Provided information:
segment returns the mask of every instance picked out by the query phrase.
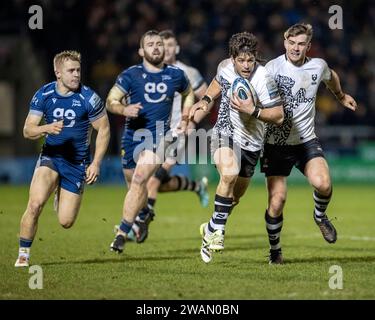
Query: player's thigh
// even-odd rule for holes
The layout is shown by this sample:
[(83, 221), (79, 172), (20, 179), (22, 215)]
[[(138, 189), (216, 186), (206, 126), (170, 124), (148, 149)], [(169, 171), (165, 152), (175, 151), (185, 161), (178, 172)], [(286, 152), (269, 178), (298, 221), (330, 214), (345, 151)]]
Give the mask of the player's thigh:
[(235, 201), (239, 201), (239, 199), (245, 194), (247, 188), (249, 187), (250, 178), (248, 177), (238, 177), (236, 180), (236, 184), (234, 185), (233, 191), (233, 198)]
[(160, 158), (151, 150), (142, 151), (134, 170), (132, 183), (146, 183), (158, 167), (160, 167)]
[(284, 176), (267, 177), (268, 198), (279, 196), (286, 199), (287, 195), (287, 178)]
[(170, 172), (175, 165), (176, 165), (176, 162), (173, 162), (173, 159), (167, 158), (161, 166), (164, 170), (166, 170), (167, 172)]
[(221, 177), (237, 176), (240, 172), (239, 157), (230, 147), (221, 147), (214, 152), (214, 162)]
[(43, 205), (59, 182), (59, 174), (47, 167), (39, 166), (35, 169), (30, 184), (29, 201)]
[(77, 218), (81, 206), (82, 194), (68, 191), (64, 188), (60, 190), (58, 218), (59, 223), (66, 228), (72, 226)]
[(133, 174), (134, 174), (134, 169), (122, 169), (122, 173), (124, 174), (124, 178), (126, 181), (126, 184), (128, 186), (128, 189), (130, 188), (132, 179), (133, 179)]
[(316, 188), (330, 188), (331, 178), (326, 159), (316, 157), (310, 159), (306, 165), (304, 174), (309, 183)]

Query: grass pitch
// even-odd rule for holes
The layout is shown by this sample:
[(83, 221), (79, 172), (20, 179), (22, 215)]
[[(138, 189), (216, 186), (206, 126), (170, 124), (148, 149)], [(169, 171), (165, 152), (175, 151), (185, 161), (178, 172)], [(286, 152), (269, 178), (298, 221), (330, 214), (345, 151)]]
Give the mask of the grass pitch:
[[(328, 209), (338, 241), (326, 243), (312, 218), (312, 190), (289, 186), (281, 236), (285, 264), (269, 266), (266, 191), (252, 186), (230, 216), (225, 250), (201, 261), (199, 225), (209, 219), (195, 194), (161, 194), (143, 244), (109, 251), (121, 217), (121, 186), (87, 187), (74, 227), (64, 230), (50, 201), (39, 221), (31, 264), (43, 289), (31, 290), (28, 269), (14, 268), (27, 187), (0, 187), (0, 299), (375, 299), (374, 186), (334, 187)], [(211, 200), (214, 188), (211, 189)], [(330, 289), (333, 265), (343, 289)]]

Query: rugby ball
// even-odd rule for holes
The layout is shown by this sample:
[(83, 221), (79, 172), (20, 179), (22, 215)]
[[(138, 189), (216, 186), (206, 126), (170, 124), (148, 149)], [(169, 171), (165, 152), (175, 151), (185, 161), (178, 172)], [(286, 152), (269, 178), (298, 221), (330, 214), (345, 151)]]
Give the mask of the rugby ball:
[(237, 93), (237, 96), (241, 100), (246, 100), (250, 97), (250, 95), (252, 95), (254, 104), (257, 104), (255, 89), (251, 85), (250, 81), (245, 78), (238, 77), (234, 79), (230, 88), (230, 93), (232, 97), (234, 96), (234, 93)]

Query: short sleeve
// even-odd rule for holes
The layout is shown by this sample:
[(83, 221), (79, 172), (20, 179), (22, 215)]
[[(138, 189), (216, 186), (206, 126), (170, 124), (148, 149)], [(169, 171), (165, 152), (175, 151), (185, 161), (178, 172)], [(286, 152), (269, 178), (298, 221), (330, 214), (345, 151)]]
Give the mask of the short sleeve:
[[(202, 75), (200, 74), (200, 72), (195, 68), (191, 68), (190, 74), (187, 73), (187, 75), (188, 75), (188, 78), (190, 80), (191, 87), (193, 88), (193, 90), (195, 91), (195, 90), (199, 89), (199, 87), (204, 82), (204, 79), (203, 79)], [(190, 75), (190, 77), (189, 77), (189, 75)]]
[(258, 99), (264, 108), (272, 108), (282, 105), (276, 82), (268, 72), (265, 72), (259, 87), (260, 90), (257, 92)]
[(325, 62), (324, 60), (322, 60), (322, 67), (323, 67), (323, 70), (322, 70), (322, 81), (326, 82), (326, 81), (330, 81), (331, 80), (331, 69), (328, 67), (328, 64), (327, 62)]
[(128, 70), (122, 72), (116, 79), (115, 85), (125, 94), (130, 93), (132, 79)]
[(189, 85), (190, 85), (190, 82), (189, 82), (189, 80), (186, 76), (186, 73), (181, 70), (181, 78), (180, 78), (180, 81), (179, 81), (179, 86), (178, 86), (176, 91), (179, 92), (179, 93), (183, 93), (187, 90)]
[(44, 113), (44, 103), (43, 103), (43, 91), (38, 90), (30, 101), (30, 114), (37, 116), (43, 116)]
[[(225, 61), (225, 60), (224, 60)], [(215, 80), (220, 83), (220, 79), (221, 79), (221, 71), (223, 70), (223, 63), (224, 61), (220, 62), (219, 65), (217, 66), (217, 71), (216, 71), (216, 76), (215, 76)], [(221, 84), (221, 83), (220, 83)]]
[(91, 122), (101, 118), (106, 114), (103, 100), (95, 93), (91, 95), (88, 101), (88, 117)]

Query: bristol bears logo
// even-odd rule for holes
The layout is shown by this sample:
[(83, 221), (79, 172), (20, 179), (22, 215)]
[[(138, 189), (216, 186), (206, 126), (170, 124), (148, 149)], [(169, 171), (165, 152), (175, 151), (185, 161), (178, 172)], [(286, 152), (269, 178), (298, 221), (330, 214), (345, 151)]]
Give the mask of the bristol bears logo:
[[(165, 98), (167, 97), (167, 94), (166, 94), (167, 90), (168, 90), (168, 86), (164, 82), (159, 82), (158, 84), (156, 84), (155, 82), (147, 82), (145, 84), (146, 93), (144, 94), (144, 97), (147, 102), (159, 103), (159, 102), (164, 101)], [(150, 95), (154, 95), (156, 93), (161, 94), (161, 96), (156, 99), (150, 97)]]
[(76, 123), (76, 113), (72, 109), (65, 110), (64, 108), (56, 108), (53, 110), (53, 121), (68, 120), (70, 121), (67, 125), (64, 124), (64, 127), (73, 127)]
[(316, 80), (318, 79), (318, 75), (316, 73), (311, 75), (311, 84), (316, 84)]

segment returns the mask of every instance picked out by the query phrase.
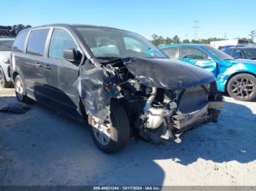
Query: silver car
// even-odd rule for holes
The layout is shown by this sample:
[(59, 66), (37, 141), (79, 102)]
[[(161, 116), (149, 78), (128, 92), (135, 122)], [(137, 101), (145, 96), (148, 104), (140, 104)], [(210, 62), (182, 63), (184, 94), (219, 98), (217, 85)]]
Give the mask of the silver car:
[(10, 73), (10, 57), (15, 39), (0, 39), (0, 86), (9, 87), (12, 85)]

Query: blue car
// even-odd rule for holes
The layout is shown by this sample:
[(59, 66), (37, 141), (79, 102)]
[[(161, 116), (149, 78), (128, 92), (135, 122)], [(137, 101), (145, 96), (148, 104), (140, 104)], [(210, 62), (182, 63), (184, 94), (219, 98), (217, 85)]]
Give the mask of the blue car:
[(245, 46), (225, 47), (220, 50), (236, 59), (256, 60), (256, 47)]
[(168, 44), (159, 47), (170, 58), (176, 58), (214, 74), (218, 89), (235, 99), (256, 98), (256, 61), (234, 59), (230, 55), (204, 44)]

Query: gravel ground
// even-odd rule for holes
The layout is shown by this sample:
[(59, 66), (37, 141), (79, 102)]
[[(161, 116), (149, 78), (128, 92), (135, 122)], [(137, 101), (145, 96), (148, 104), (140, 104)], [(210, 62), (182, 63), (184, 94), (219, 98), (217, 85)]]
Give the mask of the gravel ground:
[[(38, 104), (0, 112), (0, 185), (256, 185), (256, 102), (225, 97), (218, 124), (160, 146), (132, 139), (98, 150), (88, 127)], [(15, 102), (0, 89), (0, 106)]]

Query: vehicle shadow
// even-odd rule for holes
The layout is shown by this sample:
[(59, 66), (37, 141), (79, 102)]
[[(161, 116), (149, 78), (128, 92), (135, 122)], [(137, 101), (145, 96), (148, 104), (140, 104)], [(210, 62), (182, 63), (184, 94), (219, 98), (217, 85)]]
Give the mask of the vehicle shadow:
[[(8, 101), (13, 97), (0, 97), (0, 105)], [(0, 112), (0, 185), (162, 185), (168, 171), (178, 171), (175, 163), (256, 160), (255, 114), (231, 102), (217, 124), (195, 130), (179, 144), (132, 138), (112, 155), (97, 149), (88, 125), (31, 106), (20, 115)]]

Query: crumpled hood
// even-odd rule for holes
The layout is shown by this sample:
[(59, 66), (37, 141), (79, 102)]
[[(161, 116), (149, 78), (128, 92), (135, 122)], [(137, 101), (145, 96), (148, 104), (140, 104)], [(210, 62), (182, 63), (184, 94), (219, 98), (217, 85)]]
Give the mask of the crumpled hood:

Task goal: Put the lines of the items above, from the start up to and including the line that contains "228), (72, 226)]", into a numbered list, skipping any blank lines. Omit the pictures.

The result:
1. segment returns the mask of every instance picked out by the query phrase.
2. Query: player's thigh
3. // even-odd rule for holes
4. The layout is shown by this sample:
5. [(83, 221), (79, 172), (20, 179), (22, 215)]
6. [[(138, 189), (216, 186), (206, 126), (170, 124), (148, 149)], [(169, 171), (165, 152), (175, 151), (185, 161), (178, 172)], [(286, 152), (269, 178), (298, 221), (330, 214), (345, 151)]]
7. Give the mask of the player's thigh:
8. [(235, 201), (239, 201), (239, 199), (245, 194), (247, 188), (249, 187), (250, 178), (248, 177), (238, 177), (236, 180), (236, 184), (234, 185), (233, 191), (233, 198)]
9. [(160, 158), (151, 150), (142, 151), (134, 170), (132, 183), (146, 183), (158, 167), (160, 167)]
10. [(284, 176), (267, 177), (268, 198), (279, 196), (286, 199), (287, 195), (287, 178)]
11. [(170, 172), (175, 165), (176, 165), (176, 162), (173, 162), (173, 159), (167, 158), (161, 166), (164, 170), (166, 170), (167, 172)]
12. [(221, 177), (237, 176), (240, 172), (239, 157), (230, 147), (221, 147), (214, 152), (214, 162)]
13. [(43, 205), (59, 182), (59, 174), (47, 167), (39, 166), (35, 169), (30, 184), (29, 201)]
14. [(77, 218), (81, 206), (82, 194), (68, 191), (64, 188), (60, 190), (58, 218), (59, 223), (66, 228), (72, 226)]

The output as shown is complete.